[What to produce] According to the imaging report below, why is the right iliac fossa the area most affected by mesenteric lymphadenitis?

---------- Source document ----------

Cardiac involvement, although rare, is recognized in severe acute infection with SARS-CoV-2 in both adults and children where myocardial injury or heart failure were features of disease (23). We have reported coronary artery aneurysms, also known to occur in Kawasaki disease (24). However, although MIS-C shares some cardiovascular findings associated with Kawasaki disease, emerging studies indicate that it is a more aggressive form (1,15,16).

Gastrointestinal symptoms were a dominant feature in our case series. Almost half of those imaged showed features of right iliac fossa mesenteric inflammation and lymphadenopathy (nine of 19 children with US [47%] and three of five children with CT [60%]). The pathophysiology of mesenteric lymphadenitis is thought to be either direct microbial infiltration of nodes via the bowel wall, or a secondary reactive lymphoid hyperplasia (25). The right iliac fossa is most affected due to its abundant lymphatic tissue and Peyer patches in the distal ileum. Mesenteric lymphadenitis is a recognized differential diagnosis of acute appendicitis. Tullie et al (26) recently reported on a series of eight children with post–COVID-19 hyperinflammatory syndrome with symptoms mimicking acute appendicitis. Where nonspecific inflammation was seen at US, abdominal CT was performed to look further for the appendix, which was normal in all cases. The authors concluded that the appendix must always be seen. But none of the children in our case series required surgery and their symptoms improved, precluding the need for unnecessary CT. Bowel wall thickening within the right iliac fossa involving the terminal ileum and/or cecum was seen in four of 19 US scans (29%) and one of five CT scans (20%) in our series, again likely due to lymphoid-rich tissue here. This is an uncommon but recognized finding in Kawasaki disease (24). A proposed cause of the gastrointestinal symptoms is bowel wall ischemia secondary to vasculitis (17); we also postulate that cardiac dysfunction and/or shock could contribute to the ileal and cecal wall abnormality seen at imaging, the ileocolic artery being the lowest and most distant branch of the superior mesenteric artery.

In our case series, two children had splenic infarcts, a recognized finding in inflammatory vasculitis and Kawasaki disease, hypothesized to be secondary to splenic artery inflammation (24). We also saw free fluid, gallbladder wall thickening, and pericholecystic and periportal edema, all likely due to systemic inflammation, hypoalbuminemia, serositis, fluid overload, and/or cardiac failure.

---------- Given entries ----------

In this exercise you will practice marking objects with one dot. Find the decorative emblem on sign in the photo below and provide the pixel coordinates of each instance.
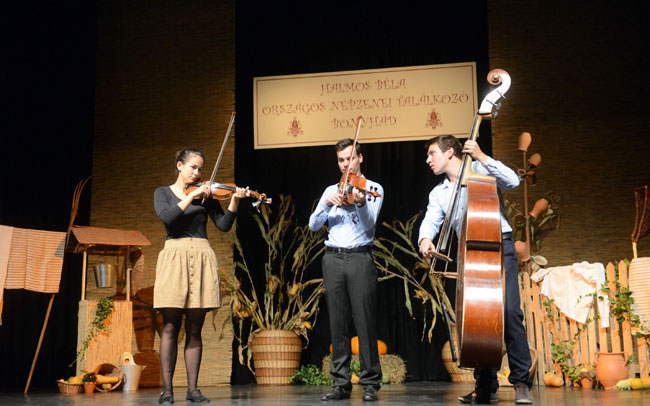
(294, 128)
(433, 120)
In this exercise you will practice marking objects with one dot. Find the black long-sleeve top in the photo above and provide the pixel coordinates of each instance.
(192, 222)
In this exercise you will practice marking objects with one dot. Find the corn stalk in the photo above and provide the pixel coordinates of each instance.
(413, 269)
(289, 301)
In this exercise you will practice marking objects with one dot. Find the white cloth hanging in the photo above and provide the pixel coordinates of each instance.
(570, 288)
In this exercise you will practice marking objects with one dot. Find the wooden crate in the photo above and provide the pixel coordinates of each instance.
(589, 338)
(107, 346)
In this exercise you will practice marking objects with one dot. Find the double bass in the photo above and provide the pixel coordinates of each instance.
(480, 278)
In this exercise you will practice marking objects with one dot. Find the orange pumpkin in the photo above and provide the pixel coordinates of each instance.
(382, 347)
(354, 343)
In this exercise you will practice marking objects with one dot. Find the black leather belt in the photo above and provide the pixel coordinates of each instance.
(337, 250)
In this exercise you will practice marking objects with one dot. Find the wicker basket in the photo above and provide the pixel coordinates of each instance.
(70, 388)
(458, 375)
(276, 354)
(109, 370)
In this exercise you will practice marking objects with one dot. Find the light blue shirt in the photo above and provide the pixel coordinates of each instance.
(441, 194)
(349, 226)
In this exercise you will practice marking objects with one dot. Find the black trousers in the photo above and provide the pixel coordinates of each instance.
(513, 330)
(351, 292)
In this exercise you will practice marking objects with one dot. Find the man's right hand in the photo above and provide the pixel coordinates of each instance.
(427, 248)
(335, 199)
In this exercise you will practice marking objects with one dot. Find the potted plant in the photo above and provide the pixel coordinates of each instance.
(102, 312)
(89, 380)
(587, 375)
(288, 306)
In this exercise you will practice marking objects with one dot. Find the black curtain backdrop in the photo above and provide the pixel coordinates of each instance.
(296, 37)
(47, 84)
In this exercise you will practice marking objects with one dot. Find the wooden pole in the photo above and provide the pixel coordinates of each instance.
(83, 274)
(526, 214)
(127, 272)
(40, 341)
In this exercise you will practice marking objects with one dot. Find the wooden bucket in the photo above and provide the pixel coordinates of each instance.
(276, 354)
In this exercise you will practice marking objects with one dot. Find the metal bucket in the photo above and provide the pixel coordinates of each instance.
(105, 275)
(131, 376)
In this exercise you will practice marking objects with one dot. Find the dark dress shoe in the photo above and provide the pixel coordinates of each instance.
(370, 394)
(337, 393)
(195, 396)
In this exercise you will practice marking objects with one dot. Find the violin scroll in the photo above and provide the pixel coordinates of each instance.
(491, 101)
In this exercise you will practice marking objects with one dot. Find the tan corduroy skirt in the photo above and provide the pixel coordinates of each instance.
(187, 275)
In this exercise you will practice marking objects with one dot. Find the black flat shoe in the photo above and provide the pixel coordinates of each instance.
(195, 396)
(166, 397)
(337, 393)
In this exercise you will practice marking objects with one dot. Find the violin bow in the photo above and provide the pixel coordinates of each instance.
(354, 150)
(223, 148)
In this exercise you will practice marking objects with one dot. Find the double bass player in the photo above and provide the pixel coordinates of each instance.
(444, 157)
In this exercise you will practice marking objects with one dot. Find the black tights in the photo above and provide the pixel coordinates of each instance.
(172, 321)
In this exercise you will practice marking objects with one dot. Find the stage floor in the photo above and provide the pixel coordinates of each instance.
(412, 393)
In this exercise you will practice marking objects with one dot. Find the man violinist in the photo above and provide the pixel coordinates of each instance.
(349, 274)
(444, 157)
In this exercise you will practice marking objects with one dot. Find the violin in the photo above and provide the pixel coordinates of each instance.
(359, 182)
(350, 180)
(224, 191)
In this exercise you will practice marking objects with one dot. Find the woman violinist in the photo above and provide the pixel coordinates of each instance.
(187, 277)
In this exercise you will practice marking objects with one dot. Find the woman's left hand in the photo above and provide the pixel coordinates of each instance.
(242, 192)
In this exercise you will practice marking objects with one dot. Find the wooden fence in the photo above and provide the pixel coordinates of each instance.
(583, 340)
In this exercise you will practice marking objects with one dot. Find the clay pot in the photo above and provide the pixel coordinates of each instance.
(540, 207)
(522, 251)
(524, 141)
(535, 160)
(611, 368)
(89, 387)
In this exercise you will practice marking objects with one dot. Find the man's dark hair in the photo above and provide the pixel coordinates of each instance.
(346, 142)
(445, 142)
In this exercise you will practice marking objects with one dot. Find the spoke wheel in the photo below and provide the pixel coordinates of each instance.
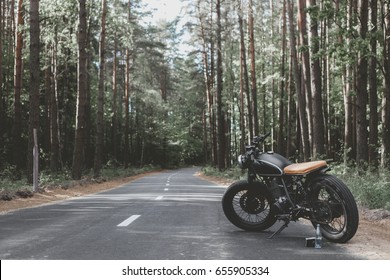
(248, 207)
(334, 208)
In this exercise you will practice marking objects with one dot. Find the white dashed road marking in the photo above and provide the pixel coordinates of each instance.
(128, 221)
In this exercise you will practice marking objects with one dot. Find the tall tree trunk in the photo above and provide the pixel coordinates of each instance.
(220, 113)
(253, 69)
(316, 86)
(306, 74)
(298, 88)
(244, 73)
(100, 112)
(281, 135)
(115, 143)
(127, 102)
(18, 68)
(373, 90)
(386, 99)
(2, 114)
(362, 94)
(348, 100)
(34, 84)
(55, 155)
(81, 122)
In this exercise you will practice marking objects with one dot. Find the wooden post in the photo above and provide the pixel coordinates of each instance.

----------

[Solved problem] It has abundant lymphatic tissue and Peyer patches in the distal ileum.